──────── Выбранный фрагмент ────────

Также одна из составляющих суфийского мировоззрения – утверждение полноправия различных религиозных учений человечества, каждое из которых по-своему отражает Единую Истину. Такой взгляд сближает людей разных вер, уничтожает вражду и недоверие между ними, делает любовь к ближнему поистине всечеловеческой.

Идеи суфийского понимания мира можно уловить в основе сюжетных линий иранских фильмов. Высоконравственный характер, близость тем к реальным человеческим историям, гуманизм и любовь в самом разном значении этого слова – безусловный стержень кинематографа Ирана. Правда порой трудно понять, черта ли эта характерна только для фильмов этой страны, или для персидской культуры в общем.

Суфийская поэзия – это такого рода стихотворство, где поэтический образ сближается с метафорой и философским понятием. Слово в суфийской поэзии – есть некий иероглиф, прикрывающий собой истинное философское значение. Любовь дервиша и устремление к Богу великолепным образом описаны в суфийской поэзии:

Есть место, где слова порождаются тишиной.
место, где зарождается шепот сердца.

Есть место, где голоса воспевают твою красоту,
место, где каждое дыхание
высекает твой образ
в моей душе[3]

Эти строки, взятые из Руми, характеризуют отчасти тематику суфийской поэзии, как мистического постижения Истины, воплощенного в Божественной любви. Здесь поэт-мистик говорит о любви, как об основе мироздания. Дух поэта существовал изначально и был, как бы влюблен в Истину еще до сотворения вещественного мира. Рассматривается любовь, как нечто, не нуждающееся в словах, или жестах, не нуждающееся в теле. Оно должно идти изнутри, как поток горячего воздуха. Обжигающего и дурманящего, как тебя самого, так и окружающих. И только когда достигается гармония в молчании и неподвижности, когда любишь не словами, а этим невидимым потоком, идущим из тебя, только тогда может родиться слово, которое озвучит, и только тогда оно не будет ложью.

Идеи суфийской морали утверждал в своих стихах Фарид-ад дин Аттар (1119 –1230). Он разворачивал символы Корана в целые картины, художественные образы, основанные на сходных духовных переживаниях. Его основным произведением, которое считается сложной символической метафорой, является поэма «Беседы птиц» (1175). В этом произведении важен образ пути как пути познания и Коранический символ птицы – Симурга как абсолютной истины. Он использует реальные свойства птиц для создания метафор, которые изображают различные состояния души и типы мистического богопознания.

────────

Задание 1> Перепечатайте, пожалуйста, часть фрагмента: начните со слов "Также одна из" и остановитесь после слов "культуры в общем.".
Задание 2> Выпишите все годы, упомянутые во фрагменте.
Данные здесь никакой роли не играют.

──────── Собранные данные ────────

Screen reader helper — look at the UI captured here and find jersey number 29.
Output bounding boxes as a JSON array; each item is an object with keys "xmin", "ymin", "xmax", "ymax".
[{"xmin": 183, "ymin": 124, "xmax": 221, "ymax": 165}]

────────

Правильный ответ 1>
Также одна из составляющих суфийского мировоззрения – утверждение полноправия различных религиозных учений человечества, каждое из которых по-своему отражает Единую Истину. Такой взгляд сближает людей разных вер, уничтожает вражду и недоверие между ними, делает любовь к ближнему поистине всечеловеческой.

Идеи суфийского понимания мира можно уловить в основе сюжетных линий иранских фильмов. Высоконравственный характер, близость тем к реальным человеческим историям, гуманизм и любовь в самом разном значении этого слова – безусловный стержень кинематографа Ирана. Правда порой трудно понять, черта ли эта характерна только для фильмов этой страны, или для персидской культуры в общем.

Правильный ответ 2> 1119, 1230, 1175